(Text provided)
Sunday, February 25, 2007

Mom Comm

Good Morning, All….

I thought I would post a blog update before I went to see momisan this morning. She is still in the hospital, but I am thankful that we have at least turned the page to a better chapter in the past few days.

She continues to recover from that CTI Aspiration and the doctor dropped by yesterday and said some of the infection has been identified as “staph.” So they have changed her antibiotics to treat it more aggressively and the infectious disease doctor will be following up with us on Monday.

Mom is doing the best she can with the current circumstances. I imagine she would feel much better if she wasn’t tethered to an IV pole or kicking the catheter bag out of the way, but we remind her that each day she is making a little more progress and pretty soon we will be able to “cut those chains that bind her” and take her home.

She is eating and drinking and for the past two days they take her out for a run around the floor to stretch the old legs and we move her to a chair throughout the day so she doesn’t feel so bed ridden…it’s all good!

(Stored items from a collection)

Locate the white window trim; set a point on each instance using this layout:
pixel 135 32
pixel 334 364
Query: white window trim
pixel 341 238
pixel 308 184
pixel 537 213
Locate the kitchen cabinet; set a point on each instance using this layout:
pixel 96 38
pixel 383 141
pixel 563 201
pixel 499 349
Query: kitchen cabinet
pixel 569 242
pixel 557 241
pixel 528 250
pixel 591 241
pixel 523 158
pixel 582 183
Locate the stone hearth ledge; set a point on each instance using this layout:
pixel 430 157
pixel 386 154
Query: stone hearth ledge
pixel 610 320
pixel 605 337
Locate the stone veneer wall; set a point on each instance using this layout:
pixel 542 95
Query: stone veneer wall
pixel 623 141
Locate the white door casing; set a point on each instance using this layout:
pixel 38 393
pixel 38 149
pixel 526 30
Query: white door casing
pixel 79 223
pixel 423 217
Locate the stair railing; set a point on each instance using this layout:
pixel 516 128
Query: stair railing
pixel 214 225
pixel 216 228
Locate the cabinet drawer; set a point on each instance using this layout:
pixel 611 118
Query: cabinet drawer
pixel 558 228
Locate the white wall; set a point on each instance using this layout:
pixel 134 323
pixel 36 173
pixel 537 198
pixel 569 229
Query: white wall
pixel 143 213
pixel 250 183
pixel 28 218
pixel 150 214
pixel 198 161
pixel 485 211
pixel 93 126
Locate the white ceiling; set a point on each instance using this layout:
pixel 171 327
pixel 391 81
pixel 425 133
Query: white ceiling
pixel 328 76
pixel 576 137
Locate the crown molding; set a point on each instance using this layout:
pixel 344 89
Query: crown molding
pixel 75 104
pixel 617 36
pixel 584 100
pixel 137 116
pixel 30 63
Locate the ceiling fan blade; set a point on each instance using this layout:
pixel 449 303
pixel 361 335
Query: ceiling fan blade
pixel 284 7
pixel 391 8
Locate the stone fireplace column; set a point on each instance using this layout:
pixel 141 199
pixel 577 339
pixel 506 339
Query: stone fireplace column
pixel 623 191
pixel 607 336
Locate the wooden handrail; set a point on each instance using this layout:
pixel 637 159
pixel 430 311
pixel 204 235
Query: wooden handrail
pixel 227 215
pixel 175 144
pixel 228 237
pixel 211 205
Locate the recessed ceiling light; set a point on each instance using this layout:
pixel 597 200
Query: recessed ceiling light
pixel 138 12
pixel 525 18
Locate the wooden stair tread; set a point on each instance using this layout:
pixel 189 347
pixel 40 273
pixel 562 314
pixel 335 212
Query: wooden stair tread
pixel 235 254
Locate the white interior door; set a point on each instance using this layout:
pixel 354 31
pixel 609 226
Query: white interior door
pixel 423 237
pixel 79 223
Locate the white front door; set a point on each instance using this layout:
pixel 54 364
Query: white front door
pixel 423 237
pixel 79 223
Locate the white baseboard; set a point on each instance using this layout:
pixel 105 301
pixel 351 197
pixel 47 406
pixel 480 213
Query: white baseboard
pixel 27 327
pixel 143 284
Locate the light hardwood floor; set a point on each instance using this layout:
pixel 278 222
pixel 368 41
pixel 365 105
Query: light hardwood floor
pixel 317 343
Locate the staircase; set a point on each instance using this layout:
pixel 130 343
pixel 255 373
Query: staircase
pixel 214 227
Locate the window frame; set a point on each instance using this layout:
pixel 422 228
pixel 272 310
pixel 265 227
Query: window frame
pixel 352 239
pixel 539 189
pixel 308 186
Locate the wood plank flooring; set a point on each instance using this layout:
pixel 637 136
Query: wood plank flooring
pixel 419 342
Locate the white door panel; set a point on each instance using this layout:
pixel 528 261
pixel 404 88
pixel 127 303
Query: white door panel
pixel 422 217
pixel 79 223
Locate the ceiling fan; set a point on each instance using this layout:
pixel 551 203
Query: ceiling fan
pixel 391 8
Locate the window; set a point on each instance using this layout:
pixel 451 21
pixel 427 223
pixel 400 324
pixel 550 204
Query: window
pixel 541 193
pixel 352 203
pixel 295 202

(Assignment) Can you repeat the blog post between "I thought I" and "past few days.", inclusive, swapping "momisan" for "my mother"?

(Solution to the exercise)
I thought I would post a blog update before I went to see my mother this morning. She is still in the hospital, but I am thankful that we have at least turned the page to a better chapter in the past few days.